Pertaining to a primate. – Barrow.

PRIME, a. [L. primus; Sax. frum, Goth. frum, beginning, origin; Goth. frumist, first; Dan. frem, forward, straight on; fremmer, to forward or promote; Sw. fram, främja; W. priv, first; priviaw, to grow up, to increase, to prosper; Ir. priomh, first, and reamain, beginning. See Class Rm, No. 3, 7, 9.]

  1. First in order of time; original; as, prime fathers; prime creation. – Shak. In this sense, the use of the word is nearly superseded by primitive, except in the phrase, prime cost.
  2. First in rank, degree or dignity; as, prime minister.
  3. First in excellence; as, prime wheat; cloth of a prime quality. Humility and resignation are prime virtues. – Dryden.
  4. Early; blooming. His starry helm unbuckled, showed him prime / In manhood, where youth ended. – Milton.
  5. First in value or importance. Prime number, in arithmetic, a number which is divisible only by unity, as 5, 7, 11. – Encyc. Prime figure, in geometry, a figure which can not be divided into any other figure more simple than itself, as a triangle, a pyramid, &c.

Data:
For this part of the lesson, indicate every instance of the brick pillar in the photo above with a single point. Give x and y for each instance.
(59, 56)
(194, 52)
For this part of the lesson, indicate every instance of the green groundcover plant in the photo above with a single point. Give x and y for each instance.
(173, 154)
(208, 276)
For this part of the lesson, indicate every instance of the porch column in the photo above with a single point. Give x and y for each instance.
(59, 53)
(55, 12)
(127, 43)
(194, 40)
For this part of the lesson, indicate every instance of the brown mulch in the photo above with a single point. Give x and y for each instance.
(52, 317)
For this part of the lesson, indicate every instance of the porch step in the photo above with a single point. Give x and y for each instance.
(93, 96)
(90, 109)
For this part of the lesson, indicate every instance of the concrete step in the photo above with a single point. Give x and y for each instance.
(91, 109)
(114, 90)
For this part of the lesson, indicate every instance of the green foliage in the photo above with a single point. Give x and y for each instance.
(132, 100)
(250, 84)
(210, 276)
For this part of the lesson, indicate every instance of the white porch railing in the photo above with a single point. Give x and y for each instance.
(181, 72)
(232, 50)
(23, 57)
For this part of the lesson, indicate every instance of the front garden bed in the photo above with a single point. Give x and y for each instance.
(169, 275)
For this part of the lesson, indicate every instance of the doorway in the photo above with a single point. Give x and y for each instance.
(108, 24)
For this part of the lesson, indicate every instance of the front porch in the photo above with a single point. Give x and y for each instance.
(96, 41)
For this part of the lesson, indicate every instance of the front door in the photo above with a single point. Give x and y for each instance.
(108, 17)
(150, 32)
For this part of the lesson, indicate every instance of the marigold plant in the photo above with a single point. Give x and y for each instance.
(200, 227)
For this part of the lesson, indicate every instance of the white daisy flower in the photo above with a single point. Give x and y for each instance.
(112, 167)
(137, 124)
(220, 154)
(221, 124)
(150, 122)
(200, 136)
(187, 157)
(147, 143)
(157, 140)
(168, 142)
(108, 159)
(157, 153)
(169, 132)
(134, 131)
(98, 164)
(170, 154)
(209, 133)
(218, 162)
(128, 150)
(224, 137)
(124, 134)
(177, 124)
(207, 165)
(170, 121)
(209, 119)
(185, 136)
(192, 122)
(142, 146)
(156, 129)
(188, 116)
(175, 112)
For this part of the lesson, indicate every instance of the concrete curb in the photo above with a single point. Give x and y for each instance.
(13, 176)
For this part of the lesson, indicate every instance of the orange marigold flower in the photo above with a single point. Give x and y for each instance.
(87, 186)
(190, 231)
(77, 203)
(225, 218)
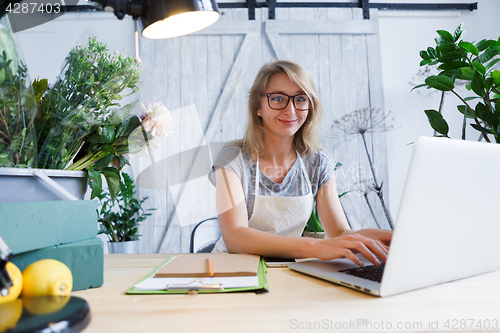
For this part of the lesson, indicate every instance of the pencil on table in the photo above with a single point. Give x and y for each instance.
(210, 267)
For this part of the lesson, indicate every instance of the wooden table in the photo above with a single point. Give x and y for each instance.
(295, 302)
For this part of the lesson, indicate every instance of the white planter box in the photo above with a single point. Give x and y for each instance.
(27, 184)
* * *
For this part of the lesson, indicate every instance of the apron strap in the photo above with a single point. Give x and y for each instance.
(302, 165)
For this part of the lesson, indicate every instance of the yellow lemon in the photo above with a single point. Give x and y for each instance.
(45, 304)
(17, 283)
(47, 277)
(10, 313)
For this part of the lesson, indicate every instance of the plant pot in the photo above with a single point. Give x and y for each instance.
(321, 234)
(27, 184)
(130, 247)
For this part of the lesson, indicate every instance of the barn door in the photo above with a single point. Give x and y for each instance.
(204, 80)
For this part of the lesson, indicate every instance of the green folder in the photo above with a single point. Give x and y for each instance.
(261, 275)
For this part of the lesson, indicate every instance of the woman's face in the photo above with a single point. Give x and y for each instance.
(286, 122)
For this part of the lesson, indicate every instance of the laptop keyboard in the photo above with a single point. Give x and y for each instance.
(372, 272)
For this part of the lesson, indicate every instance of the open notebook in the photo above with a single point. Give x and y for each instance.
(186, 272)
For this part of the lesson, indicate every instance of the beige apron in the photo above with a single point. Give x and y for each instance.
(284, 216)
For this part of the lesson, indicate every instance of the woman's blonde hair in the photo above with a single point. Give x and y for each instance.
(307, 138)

What to produce: In the dictionary entry for "prime," what is a prime number in arithmetic? Please answer in one sentence. The rows are separate material and have no connection to the dictionary entry.

The completed task: A prime number is a number divisible only by unity, such as 5, 7, or 11.